• **TRAVAIL DEMANDÉ**:
(1) Reproduisez le passage de l'entretien sur les salaires qui commence par "Est-ce que le" et se poursuit jusqu'à "à la croissance.".
(2) D'après l'entretien sur les salaires, quel journal a publié la veille des courbes montrant que le rattrapage est fait ?
(3) Prolongez l'entretien sur les salaires au-delà de sa dernière phrase.

• **DOCUMENT SOURCE**:
Les salaires ont, paraît-il, plus augmenté dans le public que dans le privé.
- "Les calculs dans ce domaine là sont très compliqués à faire. La question est de savoir ce qui s'est passé depuis 1998."
Est-ce que le privé doit rattraper le public ?
- "Je crois pouvoir dire que d'une certaine manière et d'après un certain nombre de courbes qui, par exemple, ont été publiées hier par Les Echos, ce rattrapage est fait."
La hausse tiendra-t-elle compte de l'évolution de la croissance, ou, comme on dit depuis peu de temps au Parti socialiste, les salaires doivent-ils être indexés à la croissance ?
- "Les salaires font partie de ces revenus, c'est une masse considérable de ces revenus. Ils doivent être en harmonie avec le fonctionnement de l'économie. Il y a des périodes, nous en avons connues, j'en ai connue, où on demande des efforts aux uns et aux autres. Il y a d'autres périodes où l'économie, grâce aux efforts, fonctionne mieux. Il faut qu'il y ait une harmonie entre l'évolution des revenus et l'évolution de la croissance."
Vous dites plutôt "oui" à l'indexation à la croissance.
- "Non pas du tout. Cela voudrait dire que l'on va augmenter les salaires du même montant que la croissance. Ce n'est pas du tout le sujet. Mais il faut que ce soit en harmonie, cela signifie que l'on ne peut pas raisonner sur l'un sans raisonner sur l'autre."
Il y a eu des discussions entre vous et L. Fabius, parait-il, assez heurtées.
- "Avouez que sur une dossier comme celui-ci, où la moindre décision a des conséquences en milliards, parfois en dizaines de milliards, la tâche de chacun, y compris la mienne, est de prendre en compte aussi les effets budgétaires de toute décision! Nous ne sommes pas des irresponsables qui discuterions chacun dans son coin."
D'autant plus que l'Europe a donné des chiffres et fixé un pacte de stabilité européen.
- "D'autant plus que nous avons, par rapport aux Européens et à nos autres partenaires, pris un certain nombre d'engagements mais qui ne sont pas des engagements sur l'évolution des salaires de la Fonction publique, mais des engagements sur l'évolution de l'ensemble de nos dépenses."
Et vous savez de quoi vous disposerez ?
- "Cela fait partie des sujets qu'aujourd'hui nous discutons pour pouvoir aborder en toute connaissance de cause et de manière positive la négociation qui est devant nous."
Qu'est-ce que cela signifie ?

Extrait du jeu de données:
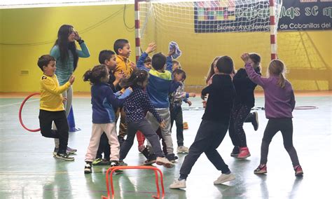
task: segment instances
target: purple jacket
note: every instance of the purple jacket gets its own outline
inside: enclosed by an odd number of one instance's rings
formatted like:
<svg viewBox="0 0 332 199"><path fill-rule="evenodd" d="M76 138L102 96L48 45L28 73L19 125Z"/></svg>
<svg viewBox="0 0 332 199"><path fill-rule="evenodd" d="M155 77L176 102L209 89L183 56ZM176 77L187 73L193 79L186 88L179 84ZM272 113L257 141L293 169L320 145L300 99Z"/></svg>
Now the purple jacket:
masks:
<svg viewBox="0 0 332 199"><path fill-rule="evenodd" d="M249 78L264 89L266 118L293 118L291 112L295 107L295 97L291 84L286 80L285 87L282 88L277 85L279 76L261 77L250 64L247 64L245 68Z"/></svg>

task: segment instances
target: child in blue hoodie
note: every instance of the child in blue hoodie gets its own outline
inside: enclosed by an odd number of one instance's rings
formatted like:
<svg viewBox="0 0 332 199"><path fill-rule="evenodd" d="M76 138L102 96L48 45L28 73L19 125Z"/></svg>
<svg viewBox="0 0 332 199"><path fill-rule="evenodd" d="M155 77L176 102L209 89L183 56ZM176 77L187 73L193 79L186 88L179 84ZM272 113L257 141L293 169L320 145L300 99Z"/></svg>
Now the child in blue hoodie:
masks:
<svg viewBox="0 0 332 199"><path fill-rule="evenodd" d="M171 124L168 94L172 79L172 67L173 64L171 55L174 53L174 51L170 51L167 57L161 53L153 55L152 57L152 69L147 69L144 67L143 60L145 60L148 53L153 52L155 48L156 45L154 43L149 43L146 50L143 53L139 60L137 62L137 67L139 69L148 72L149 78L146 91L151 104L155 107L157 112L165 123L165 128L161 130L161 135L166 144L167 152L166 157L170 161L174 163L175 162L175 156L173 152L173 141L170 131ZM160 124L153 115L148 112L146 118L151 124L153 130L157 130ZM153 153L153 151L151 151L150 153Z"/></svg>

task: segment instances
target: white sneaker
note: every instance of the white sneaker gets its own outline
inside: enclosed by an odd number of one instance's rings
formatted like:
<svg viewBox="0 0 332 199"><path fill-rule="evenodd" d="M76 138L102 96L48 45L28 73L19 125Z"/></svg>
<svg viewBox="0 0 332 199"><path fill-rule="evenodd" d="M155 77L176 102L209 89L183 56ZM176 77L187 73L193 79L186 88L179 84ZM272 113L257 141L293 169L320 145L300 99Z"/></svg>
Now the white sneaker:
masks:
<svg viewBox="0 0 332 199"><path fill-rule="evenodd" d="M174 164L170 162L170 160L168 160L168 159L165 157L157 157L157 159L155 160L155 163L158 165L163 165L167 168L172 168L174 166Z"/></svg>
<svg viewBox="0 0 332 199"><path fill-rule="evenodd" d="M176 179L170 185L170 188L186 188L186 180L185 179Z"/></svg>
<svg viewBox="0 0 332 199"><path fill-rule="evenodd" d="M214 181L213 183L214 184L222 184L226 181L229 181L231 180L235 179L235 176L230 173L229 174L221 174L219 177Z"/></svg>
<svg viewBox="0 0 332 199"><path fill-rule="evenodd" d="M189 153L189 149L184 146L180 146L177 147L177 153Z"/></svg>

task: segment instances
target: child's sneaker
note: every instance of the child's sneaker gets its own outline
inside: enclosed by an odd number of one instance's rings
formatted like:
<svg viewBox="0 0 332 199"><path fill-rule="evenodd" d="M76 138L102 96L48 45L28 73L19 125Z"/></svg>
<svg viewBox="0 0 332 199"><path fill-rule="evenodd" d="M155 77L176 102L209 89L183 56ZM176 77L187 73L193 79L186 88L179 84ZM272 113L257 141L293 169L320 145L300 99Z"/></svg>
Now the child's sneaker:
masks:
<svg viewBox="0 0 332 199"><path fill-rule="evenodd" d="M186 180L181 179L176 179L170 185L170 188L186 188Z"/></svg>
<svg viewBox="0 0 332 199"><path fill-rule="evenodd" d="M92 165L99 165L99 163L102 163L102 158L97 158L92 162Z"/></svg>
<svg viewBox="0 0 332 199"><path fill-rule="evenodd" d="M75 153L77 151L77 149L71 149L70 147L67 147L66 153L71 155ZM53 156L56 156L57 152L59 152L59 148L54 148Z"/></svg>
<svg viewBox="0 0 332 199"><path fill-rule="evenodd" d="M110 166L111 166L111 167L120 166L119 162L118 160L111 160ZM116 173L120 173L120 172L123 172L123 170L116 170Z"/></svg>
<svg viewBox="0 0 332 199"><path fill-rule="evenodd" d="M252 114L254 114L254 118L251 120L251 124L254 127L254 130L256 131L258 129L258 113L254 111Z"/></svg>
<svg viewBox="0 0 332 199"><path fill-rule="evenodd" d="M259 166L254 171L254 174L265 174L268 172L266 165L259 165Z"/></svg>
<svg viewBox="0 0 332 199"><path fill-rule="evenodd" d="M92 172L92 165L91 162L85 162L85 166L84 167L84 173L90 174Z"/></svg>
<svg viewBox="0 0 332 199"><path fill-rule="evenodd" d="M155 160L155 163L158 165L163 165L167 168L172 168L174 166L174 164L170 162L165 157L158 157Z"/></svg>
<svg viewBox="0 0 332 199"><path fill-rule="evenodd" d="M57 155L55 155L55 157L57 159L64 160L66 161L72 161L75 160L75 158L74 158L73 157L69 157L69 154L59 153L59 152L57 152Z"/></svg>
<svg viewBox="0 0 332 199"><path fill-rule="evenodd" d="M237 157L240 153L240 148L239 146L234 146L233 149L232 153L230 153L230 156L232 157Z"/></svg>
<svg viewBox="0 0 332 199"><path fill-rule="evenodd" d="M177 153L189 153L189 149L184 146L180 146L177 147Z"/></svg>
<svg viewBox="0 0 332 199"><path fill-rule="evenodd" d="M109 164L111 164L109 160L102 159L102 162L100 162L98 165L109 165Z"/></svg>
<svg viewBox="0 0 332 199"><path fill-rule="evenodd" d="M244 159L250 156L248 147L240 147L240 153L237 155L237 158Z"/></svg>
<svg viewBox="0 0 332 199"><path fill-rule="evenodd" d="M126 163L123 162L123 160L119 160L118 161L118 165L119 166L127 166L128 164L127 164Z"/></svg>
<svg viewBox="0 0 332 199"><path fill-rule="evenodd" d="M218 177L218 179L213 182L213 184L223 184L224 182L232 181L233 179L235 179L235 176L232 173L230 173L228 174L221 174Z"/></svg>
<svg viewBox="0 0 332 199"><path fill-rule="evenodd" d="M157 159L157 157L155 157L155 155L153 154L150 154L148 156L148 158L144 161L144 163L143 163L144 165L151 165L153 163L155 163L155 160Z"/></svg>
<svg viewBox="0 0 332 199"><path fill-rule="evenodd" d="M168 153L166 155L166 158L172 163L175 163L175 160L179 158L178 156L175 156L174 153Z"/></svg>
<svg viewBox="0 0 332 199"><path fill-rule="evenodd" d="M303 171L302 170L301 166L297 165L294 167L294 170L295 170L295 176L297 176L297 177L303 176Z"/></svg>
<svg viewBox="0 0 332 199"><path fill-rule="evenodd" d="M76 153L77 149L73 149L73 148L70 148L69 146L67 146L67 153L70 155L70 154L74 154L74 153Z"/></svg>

• **RÉPONSES DANS L'ORDRE**:
(1)
Est-ce que le privé doit rattraper le public ?
- "Je crois pouvoir dire que d'une certaine manière et d'après un certain nombre de courbes qui, par exemple, ont été publiées hier par Les Echos, ce rattrapage est fait."
La hausse tiendra-t-elle compte de l'évolution de la croissance, ou, comme on dit depuis peu de temps au Parti socialiste, les salaires doivent-ils être indexés à la croissance ?
- "Les salaires font partie de ces revenus, c'est une masse considérable de ces revenus. Ils doivent être en harmonie avec le fonctionnement de l'économie. Il y a des périodes, nous en avons connues, j'en ai connue, où on demande des efforts aux uns et aux autres. Il y a d'autres périodes où l'économie, grâce aux efforts, fonctionne mieux. Il faut qu'il y ait une harmonie entre l'évolution des revenus et l'évolution de la croissance."
Vous dites plutôt "oui" à l'indexation à la croissance.

(2) Les Echos.

(3)
- "Cela signifie que l'on essaye de s'y préparer le mieux possible pour pouvoir déboucher le mieux possible."
Aujourd'hui, la droite se marre et estime que la gauche, pas plus que la droite, ne réussira la réforme de l'Etat. Que répondez-vous ?
- "Je ne sais pas si elle se marre. Elle a aussi beaucoup de raisons de ne pas rire. Pour une partie de la droite, la réforme de l'Etat signifie moins d'Etat, moins de dépenses, moins de fonctionnaires. C'est du "moins, moins, moins." Pour nous, la vision de la réforme de l'Etat, c'est "nous avons besoin d'un Etat." Même quand il y a plus de marché, il y a besoin d'un état. Et parfois même quand il y a plus de marché, il y a besoin d'un état plus efficace et plus performant."
On peut prendre un exemple : tout le monde au Parlement réclame la réforme de l'ordonnance de 1959. Allez-vous la faire ?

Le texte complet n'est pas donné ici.